EXERCISE DETAILS - Retype every entry in its entirety, without alteration.

(Records from a collection)
- - - - - - -

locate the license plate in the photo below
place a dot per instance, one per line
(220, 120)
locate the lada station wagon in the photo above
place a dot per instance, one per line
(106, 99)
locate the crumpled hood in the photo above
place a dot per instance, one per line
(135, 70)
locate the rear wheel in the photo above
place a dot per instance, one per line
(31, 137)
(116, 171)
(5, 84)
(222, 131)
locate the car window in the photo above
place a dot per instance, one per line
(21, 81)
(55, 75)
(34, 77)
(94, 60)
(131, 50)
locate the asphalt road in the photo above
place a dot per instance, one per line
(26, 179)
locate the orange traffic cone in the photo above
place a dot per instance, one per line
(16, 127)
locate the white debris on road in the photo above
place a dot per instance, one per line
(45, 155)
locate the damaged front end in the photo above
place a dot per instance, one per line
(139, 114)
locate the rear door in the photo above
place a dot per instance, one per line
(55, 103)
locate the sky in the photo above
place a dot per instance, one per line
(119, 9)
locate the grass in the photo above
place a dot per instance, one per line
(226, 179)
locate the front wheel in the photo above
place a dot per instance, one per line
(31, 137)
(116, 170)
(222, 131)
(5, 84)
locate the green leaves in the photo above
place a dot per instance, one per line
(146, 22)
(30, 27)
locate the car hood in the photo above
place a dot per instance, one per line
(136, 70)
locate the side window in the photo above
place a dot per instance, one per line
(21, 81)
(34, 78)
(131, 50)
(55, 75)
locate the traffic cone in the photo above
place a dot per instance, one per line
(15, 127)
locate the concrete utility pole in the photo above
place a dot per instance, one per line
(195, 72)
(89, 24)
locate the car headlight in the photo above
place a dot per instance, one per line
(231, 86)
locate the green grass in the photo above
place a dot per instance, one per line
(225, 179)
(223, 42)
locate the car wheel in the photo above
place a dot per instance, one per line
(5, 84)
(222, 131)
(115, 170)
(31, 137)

- - - - - - -

COMPLETED EXERCISE -
locate the license plate in the photo below
place a dot per instance, one per line
(220, 120)
locate the lada station wagon in the photo above
place a dot per instance, one per line
(106, 99)
locate the crumpled hood in the photo above
place a dot per instance, one per line
(135, 70)
locate the rear wheel in the photo above
place a dot per instance, one per line
(31, 137)
(116, 171)
(5, 84)
(222, 131)
locate the car window in the photo above
place a dot per instance, one per line
(21, 81)
(55, 75)
(34, 77)
(94, 60)
(131, 50)
locate the asphalt road in the photo above
place a dot per instance, one per line
(26, 179)
locate the orange traffic cone in the photo above
place a dot per instance, one per line
(16, 127)
locate the white debris on road in the photo above
place a dot per instance, one per line
(45, 155)
locate the damaged front end in the photo above
place a dot per instance, one per line
(139, 114)
locate the rear door in the photo above
place a dot per instance, one per line
(55, 103)
locate the sky in the photo above
place a dot per instance, one per line
(119, 9)
locate the grass in the photo above
place a dot per instance, one per line
(226, 179)
locate the front wheel in the photo above
place a dot per instance, one per line
(31, 137)
(116, 170)
(222, 131)
(5, 84)
locate the green leaves in the photo above
place a dot per instance, one per line
(146, 22)
(30, 27)
locate the car hood in the photo above
place a dot per instance, one per line
(136, 70)
locate the side window in the photo above
place a dot per instance, one per line
(21, 81)
(34, 78)
(131, 50)
(55, 75)
locate the traffic cone in the photo above
place a dot per instance, one per line
(15, 127)
locate the concrete utility pole in the photo above
place a dot per instance, one per line
(195, 72)
(89, 24)
locate the car headlight in the photo above
place a dot per instance, one per line
(231, 86)
locate the green grass in the photo above
place a dot per instance, one per line
(225, 179)
(223, 42)
locate the car wheel in the photo above
place a dot per instance, one per line
(5, 84)
(222, 131)
(115, 170)
(31, 137)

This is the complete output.